Start of DOCUMENT EXCERPT

Shareholder vote totals in Illumina’s proxy fight with activist Carl Icahn show support, frustration

Tribune Content Agency

Illumina Chief Executive Francis deSouza received 71 percent shareholder support to remain on the DNA sequencing outfit’s board of directors — despite being targeted for removal by activist investor Carl Icahn.

Shareholder vote totals were released this week from Illumina’s recent annual shareholder meeting, where the San Diego company’s proxy fight with Icahn came to an end.

Winners and losers in the proxy battle were announced on May 25 following the meeting. But vote totals were withheld pending certification. So, it was unclear whether these hard-fought contests were nail-biters.

Icahn’s battle with Illumina centered on the company’s decision in August 2021 to close the $7.1 billion acquisition of cancer diagnostic spinout Grail, even though the transaction remained under review from anti-monopoly regulators in the U.S. and Europe.

Now regulators on both continents have demanded Illumina unwind the Grail deal. Illumina is fighting the orders in courts and expects to have rulings late this year or early next.

Shareholders delivered split results in proxy voting. While deSouza handily survived Icahn’s attempt to oust him, Illumina Board Chairman John Thompson did not. The former Symantec CEO and ex-Microsoft chairman was removed from the board, garnering just 34 percent of votes in favor. He was beaten by Icahn nominee Andrew Teno, who netted 60 percent support.

End of DOCUMENT EXCERPT
Start of RECORD SET

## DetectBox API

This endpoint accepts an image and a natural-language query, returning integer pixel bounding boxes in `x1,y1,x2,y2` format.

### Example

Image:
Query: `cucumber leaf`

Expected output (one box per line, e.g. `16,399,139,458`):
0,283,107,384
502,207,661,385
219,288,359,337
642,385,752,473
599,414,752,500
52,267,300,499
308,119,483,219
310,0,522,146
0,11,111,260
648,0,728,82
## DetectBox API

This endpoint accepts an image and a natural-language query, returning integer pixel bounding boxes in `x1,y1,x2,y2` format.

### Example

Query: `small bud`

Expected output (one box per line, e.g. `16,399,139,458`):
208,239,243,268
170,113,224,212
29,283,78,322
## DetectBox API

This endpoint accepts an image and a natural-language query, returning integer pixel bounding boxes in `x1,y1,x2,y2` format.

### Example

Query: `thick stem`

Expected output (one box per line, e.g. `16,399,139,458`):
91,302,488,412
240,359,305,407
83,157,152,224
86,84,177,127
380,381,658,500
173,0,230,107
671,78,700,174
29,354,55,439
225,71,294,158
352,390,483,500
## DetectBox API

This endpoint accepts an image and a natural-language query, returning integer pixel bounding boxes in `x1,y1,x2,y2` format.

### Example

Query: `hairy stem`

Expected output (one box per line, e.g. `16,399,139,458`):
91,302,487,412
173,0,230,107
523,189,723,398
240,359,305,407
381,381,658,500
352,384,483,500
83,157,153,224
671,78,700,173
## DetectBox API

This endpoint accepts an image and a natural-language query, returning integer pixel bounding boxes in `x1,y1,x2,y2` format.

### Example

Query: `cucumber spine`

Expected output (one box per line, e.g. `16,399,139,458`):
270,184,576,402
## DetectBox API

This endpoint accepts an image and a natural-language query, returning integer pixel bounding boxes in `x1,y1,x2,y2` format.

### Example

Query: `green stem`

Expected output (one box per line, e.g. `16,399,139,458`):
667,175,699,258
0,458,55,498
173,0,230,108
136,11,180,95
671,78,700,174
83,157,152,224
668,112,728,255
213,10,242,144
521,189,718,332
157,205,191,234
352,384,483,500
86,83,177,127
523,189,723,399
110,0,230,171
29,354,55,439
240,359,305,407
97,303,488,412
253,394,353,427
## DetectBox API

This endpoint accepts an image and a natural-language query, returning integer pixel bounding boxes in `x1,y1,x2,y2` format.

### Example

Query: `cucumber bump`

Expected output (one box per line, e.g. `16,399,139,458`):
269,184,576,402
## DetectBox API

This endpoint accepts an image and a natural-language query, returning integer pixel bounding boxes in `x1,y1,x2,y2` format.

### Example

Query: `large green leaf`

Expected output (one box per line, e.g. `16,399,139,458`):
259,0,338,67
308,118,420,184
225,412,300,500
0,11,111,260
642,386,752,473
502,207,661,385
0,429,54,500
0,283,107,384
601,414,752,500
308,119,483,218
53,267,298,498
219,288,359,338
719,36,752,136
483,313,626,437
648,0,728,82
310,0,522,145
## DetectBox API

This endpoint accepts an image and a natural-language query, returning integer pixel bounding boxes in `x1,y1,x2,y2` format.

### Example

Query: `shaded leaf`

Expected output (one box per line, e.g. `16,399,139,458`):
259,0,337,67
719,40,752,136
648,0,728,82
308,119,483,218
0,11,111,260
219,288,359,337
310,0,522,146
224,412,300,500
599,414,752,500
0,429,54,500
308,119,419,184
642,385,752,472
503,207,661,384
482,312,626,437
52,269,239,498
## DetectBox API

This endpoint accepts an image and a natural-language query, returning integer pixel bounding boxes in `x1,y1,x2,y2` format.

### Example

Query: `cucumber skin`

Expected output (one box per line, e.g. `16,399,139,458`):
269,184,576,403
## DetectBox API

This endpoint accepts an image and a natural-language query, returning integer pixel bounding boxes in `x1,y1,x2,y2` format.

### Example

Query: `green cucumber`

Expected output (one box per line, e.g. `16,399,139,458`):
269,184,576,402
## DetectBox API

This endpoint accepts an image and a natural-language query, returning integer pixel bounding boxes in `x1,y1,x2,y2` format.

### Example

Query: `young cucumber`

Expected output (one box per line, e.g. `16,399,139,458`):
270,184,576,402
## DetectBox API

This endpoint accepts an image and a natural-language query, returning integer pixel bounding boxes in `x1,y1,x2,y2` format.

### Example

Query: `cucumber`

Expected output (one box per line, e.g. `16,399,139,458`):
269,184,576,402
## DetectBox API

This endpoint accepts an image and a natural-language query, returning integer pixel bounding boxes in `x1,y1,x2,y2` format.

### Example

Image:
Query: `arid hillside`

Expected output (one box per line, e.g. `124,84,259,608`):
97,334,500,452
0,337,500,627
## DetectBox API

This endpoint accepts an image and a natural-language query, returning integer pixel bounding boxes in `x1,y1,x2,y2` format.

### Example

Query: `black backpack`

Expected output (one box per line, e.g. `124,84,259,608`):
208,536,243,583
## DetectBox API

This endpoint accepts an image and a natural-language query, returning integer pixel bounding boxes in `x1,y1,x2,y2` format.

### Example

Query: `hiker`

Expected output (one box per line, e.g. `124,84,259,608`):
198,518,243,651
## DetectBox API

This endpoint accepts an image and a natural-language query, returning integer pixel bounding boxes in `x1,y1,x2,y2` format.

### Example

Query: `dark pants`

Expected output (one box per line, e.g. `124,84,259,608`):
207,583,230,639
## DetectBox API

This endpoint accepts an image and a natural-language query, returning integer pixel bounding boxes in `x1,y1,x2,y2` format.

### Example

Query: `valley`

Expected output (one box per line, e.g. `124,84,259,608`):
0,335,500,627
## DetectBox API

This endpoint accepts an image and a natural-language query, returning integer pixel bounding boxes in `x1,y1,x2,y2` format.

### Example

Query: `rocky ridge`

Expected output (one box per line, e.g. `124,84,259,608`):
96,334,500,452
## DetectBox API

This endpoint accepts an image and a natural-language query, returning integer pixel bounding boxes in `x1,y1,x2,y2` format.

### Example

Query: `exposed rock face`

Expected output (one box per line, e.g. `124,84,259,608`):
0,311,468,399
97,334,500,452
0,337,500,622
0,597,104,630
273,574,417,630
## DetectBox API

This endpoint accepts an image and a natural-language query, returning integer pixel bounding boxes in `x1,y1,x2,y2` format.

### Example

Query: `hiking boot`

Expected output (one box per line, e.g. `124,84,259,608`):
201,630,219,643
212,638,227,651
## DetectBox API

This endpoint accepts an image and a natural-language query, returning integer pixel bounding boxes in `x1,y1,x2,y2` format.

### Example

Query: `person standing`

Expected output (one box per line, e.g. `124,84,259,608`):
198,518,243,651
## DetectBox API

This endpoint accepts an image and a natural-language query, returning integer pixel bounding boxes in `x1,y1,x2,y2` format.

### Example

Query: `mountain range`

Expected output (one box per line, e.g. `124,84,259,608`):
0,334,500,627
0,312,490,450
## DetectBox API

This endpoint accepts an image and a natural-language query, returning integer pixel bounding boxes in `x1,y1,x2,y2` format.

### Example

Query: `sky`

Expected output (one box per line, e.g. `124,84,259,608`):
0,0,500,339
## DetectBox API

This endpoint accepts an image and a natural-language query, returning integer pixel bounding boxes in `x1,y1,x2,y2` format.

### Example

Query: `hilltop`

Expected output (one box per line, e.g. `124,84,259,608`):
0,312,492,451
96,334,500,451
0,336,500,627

End of RECORD SET

PROBLEMS TO SOLVE:
1 > In the article on Illumina's proxy fight, what share of the vote did Icahn nominee Andrew Teno receive?
2 > Write out the part of the Illumina proxy fight article between "Now regulators on" and "or early next.", inclusive.
3 > Resume the article on Illumina's proxy fight after its last sentence.

SET OF ANSWERS:
1 > 60 percent

2 >
Now regulators on both continents have demanded Illumina unwind the Grail deal. Illumina is fighting the orders in courts and expects to have rulings late this year or early next.

3 >
Two other Icahn nominees — Vincent Intrieri and Jesse Lynn — received 27 percent and 8 percent of ballots respectively, which fell far short of votes cast in favor of the eight Illumina-nominated candidates who retained their seats.

Meanwhile, shareholders trounced Illumina’s advisory vote on executive compensation, known as say on pay. The proposal received just 14 percent support. It is rare for say and pay proposals to be rejected. Typically, they are approved with 90 percent-plus shareholder support.

Icahn criticized Illumina’s executive pay, especially a large stock award this year to deSouza. The $24.9 million grant has performance triggers based on Illumina’s core DNA sequencing business, argued Icahn, thus excluding potentially significant losses related to Grail.

Proxy advisory firms Institutional Shareholder Services and Glass Lewis called out Illumina’s compensation practices, saying there is a disconnect between pay and performance. Illumina declined to comment. But in proxy materials, the company noted that 96 percent of deSouza’s pay is “at risk” if the company fails to hit earnings and shareholder return targets.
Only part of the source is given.